▶
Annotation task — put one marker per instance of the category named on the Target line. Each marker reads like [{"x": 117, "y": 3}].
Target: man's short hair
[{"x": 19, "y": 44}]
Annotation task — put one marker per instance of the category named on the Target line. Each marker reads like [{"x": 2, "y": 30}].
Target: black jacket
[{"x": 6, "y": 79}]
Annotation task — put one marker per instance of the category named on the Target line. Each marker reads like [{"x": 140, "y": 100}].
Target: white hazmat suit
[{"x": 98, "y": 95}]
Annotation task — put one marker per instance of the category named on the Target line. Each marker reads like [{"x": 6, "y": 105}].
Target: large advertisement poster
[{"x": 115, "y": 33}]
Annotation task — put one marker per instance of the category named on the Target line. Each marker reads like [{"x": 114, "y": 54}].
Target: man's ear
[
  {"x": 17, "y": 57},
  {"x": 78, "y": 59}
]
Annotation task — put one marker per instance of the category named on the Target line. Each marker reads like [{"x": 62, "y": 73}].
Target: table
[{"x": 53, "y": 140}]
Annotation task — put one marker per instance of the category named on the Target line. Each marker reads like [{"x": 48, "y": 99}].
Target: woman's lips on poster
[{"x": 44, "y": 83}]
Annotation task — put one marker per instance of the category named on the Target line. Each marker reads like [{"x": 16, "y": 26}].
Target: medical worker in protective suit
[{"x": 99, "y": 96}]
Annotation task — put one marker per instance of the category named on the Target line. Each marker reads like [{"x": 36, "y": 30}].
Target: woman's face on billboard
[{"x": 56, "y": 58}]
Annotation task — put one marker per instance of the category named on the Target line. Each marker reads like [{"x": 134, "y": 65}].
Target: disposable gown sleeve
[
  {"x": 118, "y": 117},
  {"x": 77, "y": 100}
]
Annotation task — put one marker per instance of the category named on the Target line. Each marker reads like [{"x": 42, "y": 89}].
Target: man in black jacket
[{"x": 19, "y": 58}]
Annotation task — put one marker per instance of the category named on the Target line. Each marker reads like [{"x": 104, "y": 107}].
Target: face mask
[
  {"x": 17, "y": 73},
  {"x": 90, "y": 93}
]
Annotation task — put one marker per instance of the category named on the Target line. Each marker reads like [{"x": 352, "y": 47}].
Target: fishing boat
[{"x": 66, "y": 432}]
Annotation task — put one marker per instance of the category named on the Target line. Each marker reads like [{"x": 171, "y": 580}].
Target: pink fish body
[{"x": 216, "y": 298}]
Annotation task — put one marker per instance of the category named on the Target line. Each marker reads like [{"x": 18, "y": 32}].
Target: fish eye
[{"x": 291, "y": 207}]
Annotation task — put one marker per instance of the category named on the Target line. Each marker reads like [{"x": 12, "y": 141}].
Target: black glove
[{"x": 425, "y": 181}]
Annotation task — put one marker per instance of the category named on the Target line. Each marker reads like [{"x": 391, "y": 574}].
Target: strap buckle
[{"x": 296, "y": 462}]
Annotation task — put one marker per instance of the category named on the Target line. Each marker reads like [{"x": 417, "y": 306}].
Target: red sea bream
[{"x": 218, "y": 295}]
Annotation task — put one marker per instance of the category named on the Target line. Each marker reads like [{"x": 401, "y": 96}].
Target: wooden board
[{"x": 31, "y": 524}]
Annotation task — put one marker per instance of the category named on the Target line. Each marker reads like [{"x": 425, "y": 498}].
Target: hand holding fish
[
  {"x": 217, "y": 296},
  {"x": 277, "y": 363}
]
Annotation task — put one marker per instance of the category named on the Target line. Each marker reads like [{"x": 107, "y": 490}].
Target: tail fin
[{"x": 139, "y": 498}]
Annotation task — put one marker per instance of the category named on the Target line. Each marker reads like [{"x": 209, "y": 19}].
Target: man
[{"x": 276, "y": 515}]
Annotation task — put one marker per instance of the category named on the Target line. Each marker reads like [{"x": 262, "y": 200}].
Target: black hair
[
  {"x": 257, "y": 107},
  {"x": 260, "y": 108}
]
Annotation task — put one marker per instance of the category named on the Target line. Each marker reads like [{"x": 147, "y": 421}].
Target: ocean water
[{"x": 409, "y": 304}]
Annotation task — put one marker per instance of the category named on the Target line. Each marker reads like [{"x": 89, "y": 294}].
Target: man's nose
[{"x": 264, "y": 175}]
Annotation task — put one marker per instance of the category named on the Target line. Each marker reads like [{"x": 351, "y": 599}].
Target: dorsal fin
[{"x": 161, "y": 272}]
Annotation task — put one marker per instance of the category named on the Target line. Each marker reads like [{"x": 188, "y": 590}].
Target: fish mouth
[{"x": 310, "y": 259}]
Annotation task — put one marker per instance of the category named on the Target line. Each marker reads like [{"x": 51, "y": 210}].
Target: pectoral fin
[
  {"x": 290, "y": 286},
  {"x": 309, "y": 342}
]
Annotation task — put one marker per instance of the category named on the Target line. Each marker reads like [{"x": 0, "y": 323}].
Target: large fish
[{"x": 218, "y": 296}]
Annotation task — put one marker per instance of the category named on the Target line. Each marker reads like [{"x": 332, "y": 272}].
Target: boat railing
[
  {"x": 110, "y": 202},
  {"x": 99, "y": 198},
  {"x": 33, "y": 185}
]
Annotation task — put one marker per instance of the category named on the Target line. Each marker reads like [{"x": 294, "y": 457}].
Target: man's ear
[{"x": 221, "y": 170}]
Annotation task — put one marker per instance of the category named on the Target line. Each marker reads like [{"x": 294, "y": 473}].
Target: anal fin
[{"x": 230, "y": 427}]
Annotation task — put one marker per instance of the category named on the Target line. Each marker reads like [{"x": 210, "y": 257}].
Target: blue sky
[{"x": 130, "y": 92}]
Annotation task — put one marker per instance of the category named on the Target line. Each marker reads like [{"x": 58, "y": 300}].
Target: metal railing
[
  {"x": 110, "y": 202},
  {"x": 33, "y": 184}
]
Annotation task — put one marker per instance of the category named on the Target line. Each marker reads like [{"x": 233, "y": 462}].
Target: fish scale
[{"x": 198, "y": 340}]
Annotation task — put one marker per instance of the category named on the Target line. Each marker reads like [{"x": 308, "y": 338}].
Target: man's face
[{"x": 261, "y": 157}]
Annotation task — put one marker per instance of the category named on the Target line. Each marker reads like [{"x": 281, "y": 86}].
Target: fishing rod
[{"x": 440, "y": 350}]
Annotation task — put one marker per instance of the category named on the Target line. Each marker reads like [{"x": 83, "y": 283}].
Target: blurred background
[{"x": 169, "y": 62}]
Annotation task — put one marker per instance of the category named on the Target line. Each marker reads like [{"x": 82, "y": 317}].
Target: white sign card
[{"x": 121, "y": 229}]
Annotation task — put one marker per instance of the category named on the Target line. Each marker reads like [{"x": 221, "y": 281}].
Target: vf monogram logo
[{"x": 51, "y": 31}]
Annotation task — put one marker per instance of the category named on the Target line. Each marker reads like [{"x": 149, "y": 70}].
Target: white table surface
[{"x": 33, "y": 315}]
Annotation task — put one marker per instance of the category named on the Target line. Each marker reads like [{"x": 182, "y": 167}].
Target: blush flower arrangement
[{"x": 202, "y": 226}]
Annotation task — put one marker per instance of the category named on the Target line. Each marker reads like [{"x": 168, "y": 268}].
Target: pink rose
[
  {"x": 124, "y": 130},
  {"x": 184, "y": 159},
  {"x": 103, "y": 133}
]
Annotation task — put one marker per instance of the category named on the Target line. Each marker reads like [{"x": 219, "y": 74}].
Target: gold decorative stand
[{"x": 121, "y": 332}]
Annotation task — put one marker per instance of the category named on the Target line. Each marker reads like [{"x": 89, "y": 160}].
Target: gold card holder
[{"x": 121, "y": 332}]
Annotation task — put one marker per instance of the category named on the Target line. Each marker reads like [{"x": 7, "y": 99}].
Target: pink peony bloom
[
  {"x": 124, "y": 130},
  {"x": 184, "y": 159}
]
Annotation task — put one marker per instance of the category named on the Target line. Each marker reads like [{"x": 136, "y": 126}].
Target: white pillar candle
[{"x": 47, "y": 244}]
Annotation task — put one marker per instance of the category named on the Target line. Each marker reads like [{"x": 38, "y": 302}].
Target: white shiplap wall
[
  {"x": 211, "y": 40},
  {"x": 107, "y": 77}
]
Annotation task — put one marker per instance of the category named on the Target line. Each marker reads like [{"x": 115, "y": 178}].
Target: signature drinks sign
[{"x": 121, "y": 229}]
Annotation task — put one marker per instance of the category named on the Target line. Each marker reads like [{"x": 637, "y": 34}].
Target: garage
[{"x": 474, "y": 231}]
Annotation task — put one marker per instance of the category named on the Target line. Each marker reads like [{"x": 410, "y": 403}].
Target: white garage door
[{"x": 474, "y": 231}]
◀
Pull out every line of the data above that contains the word "large", and copy each one in full.

Worked solution:
Target: large advertisement poster
Target: large fish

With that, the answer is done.